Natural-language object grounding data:
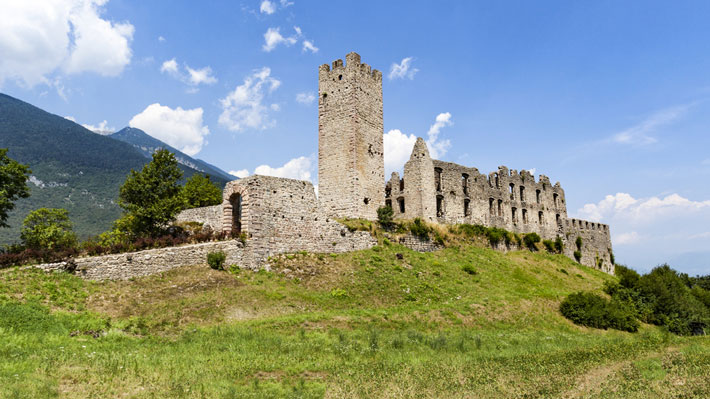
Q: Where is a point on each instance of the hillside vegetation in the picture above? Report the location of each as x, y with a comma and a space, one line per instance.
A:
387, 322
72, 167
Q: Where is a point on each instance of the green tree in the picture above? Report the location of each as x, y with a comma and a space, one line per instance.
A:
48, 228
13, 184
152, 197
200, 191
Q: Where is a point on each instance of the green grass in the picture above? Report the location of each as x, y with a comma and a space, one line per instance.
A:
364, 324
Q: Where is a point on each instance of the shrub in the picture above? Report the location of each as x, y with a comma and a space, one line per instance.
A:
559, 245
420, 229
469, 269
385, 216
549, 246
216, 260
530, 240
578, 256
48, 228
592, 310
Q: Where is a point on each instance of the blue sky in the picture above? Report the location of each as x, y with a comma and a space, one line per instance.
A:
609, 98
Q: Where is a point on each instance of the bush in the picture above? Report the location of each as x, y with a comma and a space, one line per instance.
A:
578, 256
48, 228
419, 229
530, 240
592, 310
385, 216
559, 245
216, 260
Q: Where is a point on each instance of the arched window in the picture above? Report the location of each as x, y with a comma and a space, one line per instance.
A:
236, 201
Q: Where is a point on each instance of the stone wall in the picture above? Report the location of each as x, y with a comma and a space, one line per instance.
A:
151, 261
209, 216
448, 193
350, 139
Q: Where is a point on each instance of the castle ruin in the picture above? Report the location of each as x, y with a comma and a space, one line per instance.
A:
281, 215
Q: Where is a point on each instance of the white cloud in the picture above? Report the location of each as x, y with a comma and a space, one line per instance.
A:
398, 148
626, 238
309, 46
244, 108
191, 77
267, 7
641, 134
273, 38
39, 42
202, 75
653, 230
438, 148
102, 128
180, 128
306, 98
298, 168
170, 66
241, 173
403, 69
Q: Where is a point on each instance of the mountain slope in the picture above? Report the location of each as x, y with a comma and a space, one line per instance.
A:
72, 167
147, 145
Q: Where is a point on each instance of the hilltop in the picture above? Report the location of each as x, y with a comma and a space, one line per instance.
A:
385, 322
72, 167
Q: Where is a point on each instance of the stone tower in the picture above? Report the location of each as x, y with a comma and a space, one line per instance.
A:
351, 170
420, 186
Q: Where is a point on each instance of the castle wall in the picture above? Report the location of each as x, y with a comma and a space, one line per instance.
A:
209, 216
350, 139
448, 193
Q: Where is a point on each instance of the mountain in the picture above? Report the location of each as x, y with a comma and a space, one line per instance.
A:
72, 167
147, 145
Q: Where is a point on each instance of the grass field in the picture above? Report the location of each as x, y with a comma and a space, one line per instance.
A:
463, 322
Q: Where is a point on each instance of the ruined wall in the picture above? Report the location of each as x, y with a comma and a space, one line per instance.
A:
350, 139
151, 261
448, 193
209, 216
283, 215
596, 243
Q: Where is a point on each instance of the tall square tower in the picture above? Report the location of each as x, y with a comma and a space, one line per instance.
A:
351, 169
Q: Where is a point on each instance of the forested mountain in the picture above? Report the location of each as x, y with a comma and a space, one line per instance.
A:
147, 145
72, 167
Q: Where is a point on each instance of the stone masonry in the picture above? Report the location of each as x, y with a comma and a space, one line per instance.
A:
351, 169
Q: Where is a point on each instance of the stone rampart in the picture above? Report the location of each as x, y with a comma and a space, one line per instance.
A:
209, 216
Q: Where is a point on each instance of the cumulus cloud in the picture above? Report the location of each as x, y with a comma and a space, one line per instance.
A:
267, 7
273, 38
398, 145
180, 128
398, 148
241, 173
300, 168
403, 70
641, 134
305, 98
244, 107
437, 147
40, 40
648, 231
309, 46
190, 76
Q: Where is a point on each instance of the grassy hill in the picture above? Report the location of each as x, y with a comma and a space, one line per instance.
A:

— What the task asks —
Transcribe the records above verbatim. Do not carry over any picture.

— Exercise output —
Q: Where is a point on each instance of the hillside vegetation in the picture above? Report the location of each as x, y with a comma and a space, one line per instance.
A:
387, 322
72, 167
Q: Where is a point on each instance of the green tree in the picture above? Report the location of each as x, y with a comma and a space, one line per instance.
A:
48, 228
13, 184
152, 197
200, 191
Q: Where is a point on each instance of the green grass in the picture above? Report the location of each as x, y with a comma and a space, one line per instance.
A:
364, 324
Q: Where is a point on each instance of the shrub in the picture above? Report the location of each as x, y with a comma and a space, one line per instance.
A:
559, 245
420, 229
469, 269
385, 216
549, 246
216, 260
530, 240
578, 256
48, 228
592, 310
Q: Where is a point on each instance of the blue sky in the picture above? Report the location of each as x, y with a comma and a space, one line per instance.
A:
609, 98
Q: Where is a point on each instance of the bush in the picture above? Report the location of each as x, y with a comma and a space, one line per instance.
A:
578, 256
48, 228
419, 229
530, 240
592, 310
385, 216
559, 245
216, 260
Q: Where is a point on each instance of the arched window in the picture above? Report the location of each as x, y with a comma and a space, one line per instance.
A:
236, 201
Q: Where is a point on each instance of the stone wall in the picture above? Report the location of each as x, y with a comma and a space, one line per instance.
A:
151, 261
209, 216
448, 193
350, 139
Q: Where is a point on each instance of the castle ruin in the picture above? Report the location of each as x, y with a comma and a space, one line per instance.
A:
281, 215
Q: Where is a point on each instance of the white cloud in the picture above? Report the location of each as x, y with a comma and a space, one line per instance.
A:
398, 148
626, 238
309, 46
244, 108
191, 77
267, 7
641, 134
273, 38
39, 42
202, 75
653, 230
438, 148
102, 128
180, 128
306, 98
298, 168
170, 66
241, 173
403, 69
Q: Where is a point on each instance of the mountain slope in the picture above? Report the location of each as x, y with a comma and a space, one line per instance.
A:
72, 167
147, 145
Q: Where is a point on each instance of the hilltop in the picture above? Report the location of each as x, y with a comma and a space, one line per instance.
A:
385, 322
72, 167
Q: Where is a point on each instance of the stone tower in the picture above? Report the location of each as x, y with a comma and a space, one line per instance.
A:
351, 170
420, 186
Q: Where is a point on each instance of the castle wall in the picture above? Report the location of each as x, y with a comma and a space, one line per instance.
A:
209, 216
350, 139
448, 193
Q: Where is a point on each instance of the mountain in the picture above? Report the location of each as x, y with a comma and a space, one line per instance.
A:
72, 167
147, 145
Q: Where is a point on each instance of the grass field in the picture above? Report the location of each as x, y with a comma and a space, one line per instance.
A:
463, 322
Q: Where is a point on each instance of the ruined wall in the picture above? Report the location of each as x, y with a comma and a space, one line per instance.
A:
350, 139
151, 261
448, 193
209, 216
283, 215
596, 243
Q: Where is a point on each instance of the tall square tower in the picture above? Report the location of each as x, y with a comma and a space, one line per instance.
A:
351, 169
Q: Where is a point on each instance of the forested mountain in the picture above? Report the location of each as x, y with a comma and a space, one line per instance.
A:
147, 145
72, 167
Q: Where is a point on each instance of the stone masonry in the picture above? Report the location of each as x, y with a comma and a space, one line per instance.
A:
351, 169
Q: Where is a point on each instance of the stone rampart in the picture above? Report the location of each as x, y with a comma and a space, one line per instance.
A:
209, 216
Q: Where is a point on each instance of the cumulus cloud in the picture above? Report the location of each as x, y with a comma and a space, one line per instance.
A:
267, 7
273, 38
398, 145
180, 128
398, 148
241, 173
300, 168
403, 70
641, 134
305, 98
244, 107
437, 147
40, 40
648, 231
309, 46
190, 76
Q: Where is a point on each instance of the grassy hill in the picture above? Report the location of each as x, y with a comma and a space, one line per instance.
A:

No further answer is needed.